[WORK TO COMPLETE] Write out every row below again, swapping "thickest part" for "widest part" and leaving everything else unchanged.

— start RECORDS FOR THE TASK —

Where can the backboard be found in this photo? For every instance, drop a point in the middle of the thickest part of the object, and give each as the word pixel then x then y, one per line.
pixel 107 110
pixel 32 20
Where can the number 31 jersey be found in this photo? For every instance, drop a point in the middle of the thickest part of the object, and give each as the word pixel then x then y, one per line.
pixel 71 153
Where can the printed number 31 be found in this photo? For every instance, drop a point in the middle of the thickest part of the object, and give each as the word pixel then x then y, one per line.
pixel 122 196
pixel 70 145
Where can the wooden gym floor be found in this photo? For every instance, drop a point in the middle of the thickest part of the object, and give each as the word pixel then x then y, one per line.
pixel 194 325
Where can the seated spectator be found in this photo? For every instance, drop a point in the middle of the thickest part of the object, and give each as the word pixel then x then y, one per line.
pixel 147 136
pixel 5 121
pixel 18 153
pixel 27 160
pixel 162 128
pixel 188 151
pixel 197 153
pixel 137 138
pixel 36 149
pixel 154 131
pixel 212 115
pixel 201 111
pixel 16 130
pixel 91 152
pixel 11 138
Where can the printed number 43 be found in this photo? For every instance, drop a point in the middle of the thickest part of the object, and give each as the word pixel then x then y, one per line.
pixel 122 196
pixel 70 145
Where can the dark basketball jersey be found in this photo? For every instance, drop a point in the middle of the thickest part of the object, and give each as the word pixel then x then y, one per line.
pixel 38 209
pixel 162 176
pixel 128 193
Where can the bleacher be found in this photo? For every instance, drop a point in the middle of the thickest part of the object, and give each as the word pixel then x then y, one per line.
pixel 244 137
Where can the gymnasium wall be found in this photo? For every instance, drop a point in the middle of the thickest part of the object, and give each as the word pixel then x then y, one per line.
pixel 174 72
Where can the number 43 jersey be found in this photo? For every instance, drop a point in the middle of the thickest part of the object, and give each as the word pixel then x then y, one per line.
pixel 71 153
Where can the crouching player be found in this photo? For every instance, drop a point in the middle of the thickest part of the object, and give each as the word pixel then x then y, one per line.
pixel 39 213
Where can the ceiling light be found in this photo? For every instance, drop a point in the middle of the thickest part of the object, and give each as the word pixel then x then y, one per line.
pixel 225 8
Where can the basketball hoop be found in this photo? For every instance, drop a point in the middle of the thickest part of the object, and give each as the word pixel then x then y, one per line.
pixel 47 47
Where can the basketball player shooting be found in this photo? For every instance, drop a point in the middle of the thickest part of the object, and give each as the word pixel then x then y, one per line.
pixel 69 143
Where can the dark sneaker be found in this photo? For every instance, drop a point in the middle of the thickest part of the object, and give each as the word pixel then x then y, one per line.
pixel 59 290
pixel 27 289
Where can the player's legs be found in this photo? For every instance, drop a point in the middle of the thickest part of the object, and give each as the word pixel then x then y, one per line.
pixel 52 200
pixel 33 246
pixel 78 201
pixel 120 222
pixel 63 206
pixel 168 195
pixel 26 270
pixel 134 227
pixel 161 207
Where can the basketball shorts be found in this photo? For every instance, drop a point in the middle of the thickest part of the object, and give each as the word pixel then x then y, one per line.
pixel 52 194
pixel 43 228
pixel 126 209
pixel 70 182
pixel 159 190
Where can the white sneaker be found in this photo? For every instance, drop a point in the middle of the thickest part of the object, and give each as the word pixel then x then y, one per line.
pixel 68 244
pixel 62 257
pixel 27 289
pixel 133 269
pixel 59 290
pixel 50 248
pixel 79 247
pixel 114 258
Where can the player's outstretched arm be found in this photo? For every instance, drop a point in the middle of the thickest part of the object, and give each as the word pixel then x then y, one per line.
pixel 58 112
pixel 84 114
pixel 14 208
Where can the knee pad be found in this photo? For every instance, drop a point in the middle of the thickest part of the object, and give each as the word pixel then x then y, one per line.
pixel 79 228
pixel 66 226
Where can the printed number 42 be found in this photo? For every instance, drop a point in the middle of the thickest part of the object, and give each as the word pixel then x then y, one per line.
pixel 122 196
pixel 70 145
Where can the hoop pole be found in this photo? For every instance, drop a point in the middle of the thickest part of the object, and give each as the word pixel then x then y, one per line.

— end RECORDS FOR THE TASK —

[FINAL RESULT]
Where can the backboard be found in this photo? For every instance, drop a point in the middle of the widest part of the object, and give each as the word pixel then x then y, one per line.
pixel 107 110
pixel 32 20
Where can the number 31 jersey be found in this photo? For every instance, drop a point in the middle of the widest part of the object, and give each as the word pixel then x then y, one per line.
pixel 71 153
Where can the printed number 31 be found in this photo? For every instance, drop a point in the middle of the widest part of the object, and give each as the word pixel then x then y, one per line.
pixel 122 196
pixel 70 145
Where can the wooden gym floor be found in this photo? For every instance, drop a point in the middle of the widest part of the object, and give each as the word pixel then x then y, one per line.
pixel 194 325
Where can the seated spectator be found in this photo? For every instance, drop a point in the middle of the widest part of the object, and give each as the word pixel then x then y, one per line.
pixel 147 136
pixel 5 121
pixel 18 153
pixel 27 160
pixel 162 128
pixel 188 151
pixel 197 153
pixel 137 138
pixel 36 149
pixel 154 131
pixel 212 115
pixel 201 111
pixel 16 130
pixel 91 152
pixel 11 138
Where can the printed number 43 be found in this photo? For every instance, drop a point in the middle of the widest part of the object, and give each as the word pixel then x then y, one per line.
pixel 122 196
pixel 70 145
Where can the dark basketball jersey be found in this photo? For every instance, drop a point in the middle of the widest part of the object, and give each as the word pixel then x then y, one per line.
pixel 38 209
pixel 162 176
pixel 128 193
Where can the bleacher be found in this photo? For every instance, drop a point in the middle of the widest part of the object, and give each as the word pixel then x then y, one per line.
pixel 244 137
Where can the gymnasium wall be found in this photo? For every instance, drop a point in the middle of the widest part of the object, and give each as the word pixel then x then y, one per line.
pixel 174 72
Where can the number 43 jersey be found in this photo? For every instance, drop a point in the middle of the widest part of the object, and give each as the word pixel then x then y, one per line.
pixel 71 153
Where can the crouching player be found in this photo? For every instance, drop a point in the middle of the widest part of the object, and give each as the word pixel then x then y, one per line.
pixel 39 213
Where can the ceiling light be found in this photo? For every instance, drop a point in the middle of the widest part of the object, and give each as the word pixel then x then y, one per line.
pixel 225 8
Where can the basketball hoop be found in this photo? For every instance, drop a point in the middle of the widest part of the object, and give each as the word pixel then x then y, one per line.
pixel 47 47
Where can the basketball player shooting be found in this photo? For every instance, drop a point in the middle of the widest part of the object, and give each as the word pixel then x then y, one per line.
pixel 69 143
Where can the dark sneaker be found in this photo? For every instance, drop a point in the middle of the widest part of the object, and give each as the word pixel then x then y, one per line.
pixel 59 290
pixel 27 289
Where can the player's legs be found in this photo? For every instance, drop a point in the middle of the widest part of the object, and give each as the word pixel then x then y, one per line.
pixel 52 200
pixel 33 246
pixel 78 201
pixel 120 222
pixel 63 206
pixel 168 195
pixel 26 270
pixel 134 227
pixel 161 207
Where can the basketball shorts be found in this photo? For every instance, drop a point in the middle of the widest part of the object, and give each as the word pixel then x then y, one per line.
pixel 52 194
pixel 43 228
pixel 126 209
pixel 70 182
pixel 159 190
Where can the white sneaker be found in this photo? For every instance, drop a point in the middle of the widest part of the object, and give each as the word pixel then x then y, one per line.
pixel 68 244
pixel 62 257
pixel 27 289
pixel 133 269
pixel 59 290
pixel 50 248
pixel 79 247
pixel 114 258
Where can the player's outstretched arm be found in this photo? For every instance, drop a point in the middle of the widest part of the object, and give each as the word pixel then x then y, one per line.
pixel 58 112
pixel 84 114
pixel 14 208
Where can the knee pad be found in this photo? For every instance, drop a point in the middle of the widest part of the object, and give each as the word pixel then x then y, one per line.
pixel 79 228
pixel 66 226
Where can the printed number 42 be found in this photo? For every instance, drop a point in the middle of the widest part of the object, and give each as the word pixel then x then y, one per line.
pixel 122 196
pixel 70 145
Where can the hoop pole be found in this photo? For every instance, drop a point in the middle of the widest part of the object, and give each as the word pixel then x then y, one per line.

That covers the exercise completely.